Short task => Write out every line of the material exactly as it appears.
─── Data for this exercise ───
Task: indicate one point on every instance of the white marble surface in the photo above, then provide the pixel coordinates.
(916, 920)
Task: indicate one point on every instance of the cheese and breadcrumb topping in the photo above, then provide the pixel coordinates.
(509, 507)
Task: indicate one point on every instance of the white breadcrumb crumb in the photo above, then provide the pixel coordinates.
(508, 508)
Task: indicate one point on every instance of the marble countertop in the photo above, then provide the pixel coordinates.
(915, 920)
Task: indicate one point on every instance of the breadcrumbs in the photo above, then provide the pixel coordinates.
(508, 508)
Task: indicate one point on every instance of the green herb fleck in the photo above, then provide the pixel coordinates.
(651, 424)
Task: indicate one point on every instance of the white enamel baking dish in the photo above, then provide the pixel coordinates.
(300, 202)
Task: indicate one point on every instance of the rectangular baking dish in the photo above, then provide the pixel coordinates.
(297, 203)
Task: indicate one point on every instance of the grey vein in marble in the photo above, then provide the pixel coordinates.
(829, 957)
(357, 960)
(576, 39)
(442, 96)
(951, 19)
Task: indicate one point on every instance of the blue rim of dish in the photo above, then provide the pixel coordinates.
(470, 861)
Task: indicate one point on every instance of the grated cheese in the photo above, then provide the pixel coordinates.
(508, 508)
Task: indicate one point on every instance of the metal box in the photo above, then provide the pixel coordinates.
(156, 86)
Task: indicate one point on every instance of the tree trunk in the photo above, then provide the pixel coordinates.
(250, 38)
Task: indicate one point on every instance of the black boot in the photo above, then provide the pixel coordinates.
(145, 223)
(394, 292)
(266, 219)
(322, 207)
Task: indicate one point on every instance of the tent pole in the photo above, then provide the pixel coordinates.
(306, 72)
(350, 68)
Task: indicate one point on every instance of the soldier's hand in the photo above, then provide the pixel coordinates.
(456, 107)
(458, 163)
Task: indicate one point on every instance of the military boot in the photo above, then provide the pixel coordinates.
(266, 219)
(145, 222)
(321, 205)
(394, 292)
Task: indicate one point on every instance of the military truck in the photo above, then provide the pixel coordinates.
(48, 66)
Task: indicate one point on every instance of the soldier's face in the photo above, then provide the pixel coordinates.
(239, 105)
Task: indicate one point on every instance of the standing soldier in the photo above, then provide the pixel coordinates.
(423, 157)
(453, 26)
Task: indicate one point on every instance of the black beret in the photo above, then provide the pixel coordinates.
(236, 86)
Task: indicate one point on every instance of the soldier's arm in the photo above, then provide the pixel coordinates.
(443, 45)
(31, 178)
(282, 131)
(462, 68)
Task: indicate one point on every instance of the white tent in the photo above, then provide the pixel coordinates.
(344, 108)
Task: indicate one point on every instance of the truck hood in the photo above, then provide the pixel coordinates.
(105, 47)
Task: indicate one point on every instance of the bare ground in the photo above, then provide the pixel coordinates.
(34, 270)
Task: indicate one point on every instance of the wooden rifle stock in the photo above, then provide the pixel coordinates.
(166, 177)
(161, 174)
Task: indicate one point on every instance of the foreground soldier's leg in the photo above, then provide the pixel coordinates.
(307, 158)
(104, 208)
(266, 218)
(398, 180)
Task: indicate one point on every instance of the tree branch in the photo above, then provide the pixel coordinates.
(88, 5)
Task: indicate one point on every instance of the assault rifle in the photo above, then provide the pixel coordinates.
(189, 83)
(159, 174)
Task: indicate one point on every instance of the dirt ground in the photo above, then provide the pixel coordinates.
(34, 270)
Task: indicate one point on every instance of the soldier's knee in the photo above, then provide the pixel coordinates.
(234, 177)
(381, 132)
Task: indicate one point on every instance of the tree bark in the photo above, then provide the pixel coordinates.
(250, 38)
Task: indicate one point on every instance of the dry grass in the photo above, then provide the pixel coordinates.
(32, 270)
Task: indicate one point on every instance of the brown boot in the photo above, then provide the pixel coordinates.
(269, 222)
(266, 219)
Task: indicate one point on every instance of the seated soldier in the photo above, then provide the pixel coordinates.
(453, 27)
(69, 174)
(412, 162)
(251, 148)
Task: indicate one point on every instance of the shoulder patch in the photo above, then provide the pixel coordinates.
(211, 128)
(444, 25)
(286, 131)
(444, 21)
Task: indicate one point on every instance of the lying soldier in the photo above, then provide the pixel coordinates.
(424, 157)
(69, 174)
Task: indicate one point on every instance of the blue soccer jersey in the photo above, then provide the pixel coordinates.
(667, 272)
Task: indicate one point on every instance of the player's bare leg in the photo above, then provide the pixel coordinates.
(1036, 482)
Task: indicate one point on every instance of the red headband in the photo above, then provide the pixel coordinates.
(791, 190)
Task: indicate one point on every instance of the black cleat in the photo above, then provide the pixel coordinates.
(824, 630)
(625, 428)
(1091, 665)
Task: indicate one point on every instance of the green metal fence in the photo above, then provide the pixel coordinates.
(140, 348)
───
Expected output =>
Task: indicate one point on every instance of the white marble surface in the photo above, then provide the pixel coordinates.
(916, 920)
Task: indicate one point on every instance of the cheese and breadcrumb topping in the photo above, then provide the pixel coordinates.
(509, 507)
Task: indicate one point on every instance of the white breadcrumb crumb in the photo above, then provide the pixel coordinates.
(508, 508)
Task: indicate one point on every instance of the marble countertop in the photo above, then provide the pixel coordinates.
(915, 920)
Task: indicate one point on every instance of the breadcrumbs in the photo above, then provide the pixel coordinates.
(508, 508)
Task: indicate one point on every instance of the green herb fleck in the photo above, then provide the pixel coordinates.
(651, 424)
Task: indicate one point on every instance of the white enamel baking dish in the photo above, then provide the pixel coordinates.
(300, 202)
Task: indicate one point on every instance of the rectangular baking dish in the photo above, then provide the pixel coordinates.
(297, 203)
Task: indicate one point on every instance of the grey vein in marble in the photo above, then provide the pixel coordinates.
(829, 957)
(357, 960)
(576, 39)
(442, 96)
(951, 19)
Task: indicate one point on every instance of the blue rim of dish in the photo above, then provide the pixel coordinates.
(470, 861)
Task: indicate one point on every instance of the grated cheese in the photo above, then provide the pixel coordinates.
(508, 508)
Task: indicate one point on every instance of the metal box in the photo above, then provide the pixel coordinates.
(156, 86)
Task: indicate one point on every instance of the tree trunk in the photo above, then provide the pixel coordinates.
(250, 38)
Task: indicate one point on every instance of the black boot in the photo above, then provide the pixel coordinates.
(145, 223)
(394, 292)
(266, 219)
(322, 207)
Task: indicate one point on every instance of the tent pole in the photo above, then provide the pixel coordinates.
(306, 72)
(350, 68)
Task: indicate one point on every instance of the soldier's hand in the photo above, then provide the pixel coordinates.
(456, 107)
(458, 163)
Task: indicate one point on every instance of the military boot in the photo above, then provide the pixel coordinates.
(266, 219)
(145, 222)
(321, 205)
(394, 292)
Task: indicate one point on every instance of the military truck in the photo above, then provide the pixel coordinates.
(48, 66)
Task: indicate one point on every instance of the soldier's face in the photo above, then provide the pixel coordinates.
(239, 105)
Task: indicate one point on every instance of the standing soldier in the photo above, then provide the pixel coordinates.
(423, 157)
(453, 26)
Task: indicate one point on every instance of the black beret in the photo above, then provide the pixel coordinates.
(236, 86)
Task: indicate one point on every instance of the soldier's arm in the photo above, then provide the pixel coordinates.
(443, 45)
(31, 178)
(282, 131)
(462, 68)
Task: indicate one point on every instance of the white tent in the photo above, then provide the pixel coordinates.
(344, 108)
Task: indicate one point on every instance of the truck hood in the photo above, then provide the pixel coordinates.
(105, 47)
Task: indicate one point on every instance of the bare ground in the photo above, then provide the pixel coordinates.
(34, 270)
Task: indicate one point on every instance of the wooden rifle stock in the photo above, then provide the pixel coordinates.
(166, 177)
(161, 174)
Task: indicate one point on every instance of the foreground soldier's leg in the photo above, then provide the pixel coordinates.
(307, 158)
(104, 208)
(266, 218)
(398, 180)
Task: indicate one point on every instance of the tree branch in the photo above, then provide the pixel coordinates.
(88, 5)
Task: indicate one point on every instance of the assault rifle in the photo above, then provide the pixel coordinates.
(189, 83)
(159, 174)
Task: indicate one point on every instance of the dirt ground in the photo above, then provide the pixel coordinates.
(34, 270)
Task: indicate one point on every instance of the soldier's knee in the photo above, then provide the pixel coordinates.
(234, 177)
(381, 132)
Task: indicate one point on every instance of the tree bark in the photo above, then provide the pixel coordinates.
(250, 38)
Task: indicate one point on every instance of the dry grass in the photo above, then provide the pixel coordinates.
(32, 270)
Task: indicate one point on every instance of the brown boot in the photo above, then provide the pixel coordinates.
(269, 222)
(266, 219)
Task: indicate one point on every instance of the seated soldier in the photo above, then provide the pixel coordinates.
(453, 27)
(69, 174)
(412, 162)
(251, 148)
Task: indicate one point on every instance of the shoulder patch in the photo above, then provide the pixel coordinates.
(211, 128)
(444, 25)
(286, 131)
(444, 21)
Task: indicate one point on every instance of the lying soldier in the photo above, then provide the pixel coordinates.
(424, 157)
(69, 174)
Task: indicate one point on every instance of the blue soccer jersey in the photo above, then provide the pixel coordinates.
(667, 272)
Task: indicate one point on every instance of the player's bare leg in the photo above, then provide the pixel coordinates.
(1036, 482)
Task: indicate one point on every instance of the red headband in the photo above, then provide the pixel coordinates.
(791, 190)
Task: indicate one point on every instance of the black cleat in the photo above, then provide the pixel coordinates.
(824, 630)
(625, 428)
(1091, 665)
Task: indicate one point on every instance of the green metal fence in the photo above, then provide the pixel coordinates.
(140, 348)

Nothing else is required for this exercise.